> [Request]: Recast the records below as a two-column CSV with the headers "text" and "answer", one row per answer, with the text that answer goes with in the "text" column. Put every value in a single quoted field, replace line breaks with spaces, and leave the pictures out.

start Stored data

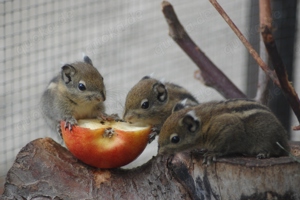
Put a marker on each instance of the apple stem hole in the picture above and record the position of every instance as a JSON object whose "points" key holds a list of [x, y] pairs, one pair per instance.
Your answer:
{"points": [[109, 132]]}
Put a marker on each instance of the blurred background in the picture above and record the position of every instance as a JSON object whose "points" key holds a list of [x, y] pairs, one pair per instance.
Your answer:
{"points": [[126, 40]]}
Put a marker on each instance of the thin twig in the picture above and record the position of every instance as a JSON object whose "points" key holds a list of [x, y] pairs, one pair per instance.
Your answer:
{"points": [[280, 69], [209, 74], [246, 43]]}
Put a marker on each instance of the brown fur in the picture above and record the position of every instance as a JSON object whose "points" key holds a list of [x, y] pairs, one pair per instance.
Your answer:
{"points": [[222, 128], [63, 100], [162, 97]]}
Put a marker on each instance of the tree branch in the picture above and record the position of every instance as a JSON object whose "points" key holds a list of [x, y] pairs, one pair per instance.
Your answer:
{"points": [[43, 169], [251, 50], [209, 74], [286, 87]]}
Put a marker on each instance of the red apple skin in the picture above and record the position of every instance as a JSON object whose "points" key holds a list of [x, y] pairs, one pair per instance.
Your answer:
{"points": [[92, 148]]}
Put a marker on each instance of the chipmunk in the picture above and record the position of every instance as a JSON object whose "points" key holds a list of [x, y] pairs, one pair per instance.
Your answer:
{"points": [[151, 101], [223, 128], [76, 92]]}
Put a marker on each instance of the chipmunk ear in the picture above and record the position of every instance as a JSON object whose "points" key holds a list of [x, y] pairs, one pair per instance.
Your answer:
{"points": [[191, 121], [161, 91], [87, 60], [180, 105], [67, 73]]}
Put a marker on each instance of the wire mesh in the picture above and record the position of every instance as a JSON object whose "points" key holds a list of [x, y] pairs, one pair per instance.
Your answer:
{"points": [[125, 39]]}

end Stored data

> [Result of the task]:
text,answer
"Put a marker on each instance of the apple stem hole in the picture above and record the position of every instance as a JSON object whose ""points"" key holds a list of [x, y] pairs, one pair per instance. Your answer:","{""points"": [[109, 132]]}"
"Put a marker on each instance of the blurred background in the picture above and record the position of every instance as a JSON object whose ""points"" key holds a list of [x, y] pairs, one pair per instance. Your answer:","{""points"": [[126, 40]]}"
"Put a marker on each instance of the thin twig in the picture above and record the position of every instance as a JSON object whose ""points"" key holds a list of [x, y] pairs, one pair per instance. Your answer:","{""points"": [[280, 69], [209, 74], [246, 43]]}"
"Put a marker on each instance of the brown fur in the picture above and record the position of every instance as a JSON object whose ""points"" key holds a list of [x, y] pairs, one pair per instance. Your answer:","{""points"": [[222, 128], [63, 100], [162, 97]]}"
"Put a marker on each instance of the tree branch in the picture above and record the position of every instance as a JSON object whose ""points"" key holds a list of [x, y] pairs, one pair per instance. Your answer:","{""points"": [[43, 169], [251, 50], [209, 74], [286, 87]]}"
"Put a marker on each instance of the red apple skin in the picture above and record the position of every instance as a JSON object whose ""points"" key holds a list of [x, y] pairs, one pair per instance. Your answer:","{""points"": [[92, 148]]}"
"Put a marker on each instance of the chipmunk in the picture above and record the position of every instance as a JSON object whose ""points"" key holds a list of [x, y] pairs, one pair per instance. Your answer:","{""points"": [[151, 101], [223, 128], [76, 92]]}"
"Put a marker on each instance of the chipmunk ear in the picture above and record the position of every instance as a JSON object whose ""points"" key holds a list of [x, y] pairs, one pair per instance. Your answer:","{""points"": [[191, 121], [161, 91], [87, 60], [180, 105], [67, 73]]}"
"Put a marker on each instance of the wire mesh in the picture above and record the position of every instance as a JSON object whose ""points"" key holds a list of [x, y] pairs, one pair per instance. Your answer:","{""points"": [[125, 39]]}"